▶ [THE TASK]: Restate exactly, and only, the lines spanning from the one with "Start each line" to the end of the records below.

Point-per-instance localization data:
▼

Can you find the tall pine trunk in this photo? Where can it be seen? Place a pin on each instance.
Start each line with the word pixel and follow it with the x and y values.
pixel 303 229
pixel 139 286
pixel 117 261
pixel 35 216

▲

▶ [ANSWER TO THE EXERCISE]:
Start each line with the word pixel and follow it with the x and y values.
pixel 303 229
pixel 139 286
pixel 117 261
pixel 35 216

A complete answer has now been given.